Natural language region descriptions:
__________________________________________________

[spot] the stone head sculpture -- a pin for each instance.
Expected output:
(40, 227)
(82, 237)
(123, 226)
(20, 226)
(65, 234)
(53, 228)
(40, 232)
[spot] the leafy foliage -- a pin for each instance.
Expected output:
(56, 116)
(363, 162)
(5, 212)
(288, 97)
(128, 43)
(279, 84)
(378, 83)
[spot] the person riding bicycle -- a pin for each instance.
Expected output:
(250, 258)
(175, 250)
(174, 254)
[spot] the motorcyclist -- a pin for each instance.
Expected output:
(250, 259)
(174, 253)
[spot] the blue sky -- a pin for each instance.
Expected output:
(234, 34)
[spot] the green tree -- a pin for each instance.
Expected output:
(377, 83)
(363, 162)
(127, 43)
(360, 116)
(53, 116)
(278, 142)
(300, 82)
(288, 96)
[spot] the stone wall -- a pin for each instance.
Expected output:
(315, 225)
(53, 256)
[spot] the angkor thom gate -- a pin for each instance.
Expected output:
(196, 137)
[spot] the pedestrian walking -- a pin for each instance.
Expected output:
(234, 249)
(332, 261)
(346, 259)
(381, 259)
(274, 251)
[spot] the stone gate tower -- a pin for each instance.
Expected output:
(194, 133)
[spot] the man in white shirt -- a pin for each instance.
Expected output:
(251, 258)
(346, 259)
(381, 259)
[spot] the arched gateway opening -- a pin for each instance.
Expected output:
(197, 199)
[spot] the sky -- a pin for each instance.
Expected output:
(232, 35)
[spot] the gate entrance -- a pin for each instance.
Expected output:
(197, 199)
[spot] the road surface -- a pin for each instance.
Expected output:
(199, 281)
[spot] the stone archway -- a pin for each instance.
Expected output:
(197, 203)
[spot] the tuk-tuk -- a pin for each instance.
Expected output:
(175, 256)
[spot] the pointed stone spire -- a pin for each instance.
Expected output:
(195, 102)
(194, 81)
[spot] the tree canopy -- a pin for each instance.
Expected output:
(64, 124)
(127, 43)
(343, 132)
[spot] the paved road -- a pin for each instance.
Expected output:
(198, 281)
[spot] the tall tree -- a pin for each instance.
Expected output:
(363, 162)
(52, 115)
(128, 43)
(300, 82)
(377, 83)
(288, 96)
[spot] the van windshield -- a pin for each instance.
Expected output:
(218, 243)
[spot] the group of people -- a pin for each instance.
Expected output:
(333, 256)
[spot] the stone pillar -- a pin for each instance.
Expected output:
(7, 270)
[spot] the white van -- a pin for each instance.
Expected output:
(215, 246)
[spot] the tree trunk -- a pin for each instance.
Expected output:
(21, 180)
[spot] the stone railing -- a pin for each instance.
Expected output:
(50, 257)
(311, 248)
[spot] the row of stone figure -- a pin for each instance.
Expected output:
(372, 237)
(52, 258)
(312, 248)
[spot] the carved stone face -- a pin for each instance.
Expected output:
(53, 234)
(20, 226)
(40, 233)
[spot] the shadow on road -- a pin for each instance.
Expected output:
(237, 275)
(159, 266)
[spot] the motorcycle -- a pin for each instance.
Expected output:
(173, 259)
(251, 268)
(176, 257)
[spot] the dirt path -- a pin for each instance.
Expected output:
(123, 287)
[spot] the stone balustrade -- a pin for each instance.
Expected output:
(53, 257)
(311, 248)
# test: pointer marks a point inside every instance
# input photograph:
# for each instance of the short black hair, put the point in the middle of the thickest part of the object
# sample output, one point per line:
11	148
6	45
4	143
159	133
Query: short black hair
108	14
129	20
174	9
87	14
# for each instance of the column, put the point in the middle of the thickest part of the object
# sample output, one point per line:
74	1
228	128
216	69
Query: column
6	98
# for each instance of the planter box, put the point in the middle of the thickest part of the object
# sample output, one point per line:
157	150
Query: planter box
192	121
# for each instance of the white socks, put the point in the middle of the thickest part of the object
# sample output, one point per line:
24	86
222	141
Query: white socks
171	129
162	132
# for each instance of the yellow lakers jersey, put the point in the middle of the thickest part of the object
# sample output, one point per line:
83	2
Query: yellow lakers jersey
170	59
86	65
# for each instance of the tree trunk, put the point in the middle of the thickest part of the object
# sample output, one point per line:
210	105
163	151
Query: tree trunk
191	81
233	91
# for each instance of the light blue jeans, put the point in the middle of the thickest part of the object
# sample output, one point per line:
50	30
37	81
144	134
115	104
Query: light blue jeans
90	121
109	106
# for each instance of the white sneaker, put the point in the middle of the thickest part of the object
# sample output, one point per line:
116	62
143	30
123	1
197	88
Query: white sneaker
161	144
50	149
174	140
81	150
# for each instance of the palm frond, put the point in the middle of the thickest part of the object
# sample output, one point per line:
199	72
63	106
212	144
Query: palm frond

__________________________________________________

■ **Goal of the exercise**
Copy all the data. Match it exactly.

■ **Exercise result**
[spot] the stone head sculpture -- a pin for each instance.
Expected output:
(40, 227)
(82, 237)
(123, 226)
(20, 226)
(65, 234)
(53, 228)
(40, 232)
[spot] the leafy foliage -- a pin for each instance.
Expected output:
(56, 116)
(363, 162)
(5, 212)
(288, 97)
(128, 43)
(279, 84)
(378, 83)
[spot] the person riding bicycle -- a pin for each instance.
Expected output:
(250, 258)
(175, 250)
(174, 254)
[spot] the motorcyclist -- a pin for each instance.
Expected output:
(250, 259)
(174, 253)
[spot] the blue sky -- a pin for each instance.
Expected output:
(234, 34)
[spot] the green tree -- a pin for each instance.
Expected output:
(377, 83)
(363, 162)
(127, 43)
(360, 116)
(53, 116)
(278, 142)
(300, 82)
(288, 96)
[spot] the stone wall -- a pin for each instance.
Expected output:
(315, 225)
(53, 256)
[spot] the angkor thom gate -- a pin for each instance.
Expected output:
(196, 137)
[spot] the pedestrian walking -- a pin for each instance.
Expected output:
(234, 249)
(332, 261)
(346, 259)
(381, 259)
(274, 251)
[spot] the stone gate tower -- a pin for each instance.
Expected output:
(194, 133)
[spot] the man in white shirt -- a pin for each instance.
Expected output:
(251, 258)
(346, 259)
(381, 259)
[spot] the arched gateway opening -- a pin for each instance.
Expected output:
(197, 199)
[spot] the sky -- a pin for each instance.
Expected output:
(232, 35)
[spot] the gate entrance -- a pin for each instance.
Expected output:
(197, 199)
[spot] the road surface -- a pin for each instance.
Expected output:
(199, 281)
[spot] the stone archway -- a pin for each instance.
Expected output:
(197, 203)
[spot] the tuk-tuk -- a pin for each instance.
Expected output:
(175, 256)
[spot] the pointed stone spire -- a pin for each instance.
Expected output:
(195, 102)
(194, 81)
[spot] the tree canopy -- a pin for each instance.
Expected output:
(64, 124)
(127, 43)
(343, 132)
[spot] the paved road -- a pin for each instance.
Expected output:
(198, 281)
[spot] the tall tree -- a pin for each instance.
Expected output:
(363, 162)
(52, 115)
(128, 43)
(300, 82)
(377, 83)
(288, 96)
[spot] the van windshield -- a pin for each instance.
Expected output:
(218, 243)
[spot] the group of people -- a pin for each instance.
Expected output:
(333, 256)
[spot] the stone pillar -- a pin for each instance.
Expected output:
(7, 270)
[spot] the white van -- a pin for each instance.
Expected output:
(215, 246)
[spot] the tree trunk -- a pin for each instance.
Expected output:
(21, 180)
[spot] the stone railing -- a pin for each instance.
Expected output:
(50, 257)
(311, 248)
[spot] the row of stone figure -- a pin for each instance.
Expected output:
(372, 237)
(52, 258)
(312, 248)
[spot] the carved stone face -- a pin for each instance.
Expected output:
(53, 234)
(20, 226)
(40, 233)
[spot] the shadow on road -- a pin for each instance.
Expected output:
(237, 275)
(159, 266)
[spot] the motorcycle -- a pin for each instance.
Expected output:
(173, 259)
(251, 268)
(176, 257)
[spot] the dirt path -- a pin for each instance.
Expected output:
(123, 287)
[spot] the stone balustrade -- a pin for each instance.
Expected output:
(53, 257)
(311, 248)
# test: pointer marks a point inside every instance
# input photograph:
# for each instance of the short black hair, put the point in the middle of the thickest part of the object
# sample output, one point per line:
11	148
6	45
4	143
159	133
Query: short black hair
108	14
129	20
174	9
87	14
# for each instance of the column, put the point in the middle of the thickest part of the object
# sample output, one point per line:
74	1
228	128
216	69
Query: column
6	98
# for each instance of the planter box, put the point in the middle of the thickest part of the object
# sample output, one point per line:
157	150
Query: planter box
192	121
# for each instance of the white socks, put the point in the middle of the thickest part of the object
# sample output, one point per line:
24	86
222	141
Query: white socks
171	129
162	132
# for each instance of the yellow lakers jersey, put the point in the middle of the thickest part of the object
# sample output, one point per line:
83	2
Query: yellow lakers jersey
170	59
86	65
# for each instance of the tree trunk, put the point in the middle of the thickest part of the object
# sample output, one point per line:
210	105
163	151
Query: tree trunk
191	81
233	91
# for each instance of the light blue jeans, put the point in the middle of the thickest part of the object
# sample output, one point per line:
50	30
37	81
144	134
115	104
Query: light blue jeans
90	121
109	106
# for each instance of the white sneaker, put the point in the middle of the thickest part of the object
# sample output, one point per line:
116	62
143	30
123	1
197	88
Query: white sneaker
161	144
50	149
174	140
81	150
# for each instance of the palm frond, put the point in the middle of the thickest part of the object
# sample output, one point per line:
199	72
63	106
212	144
Query: palm frond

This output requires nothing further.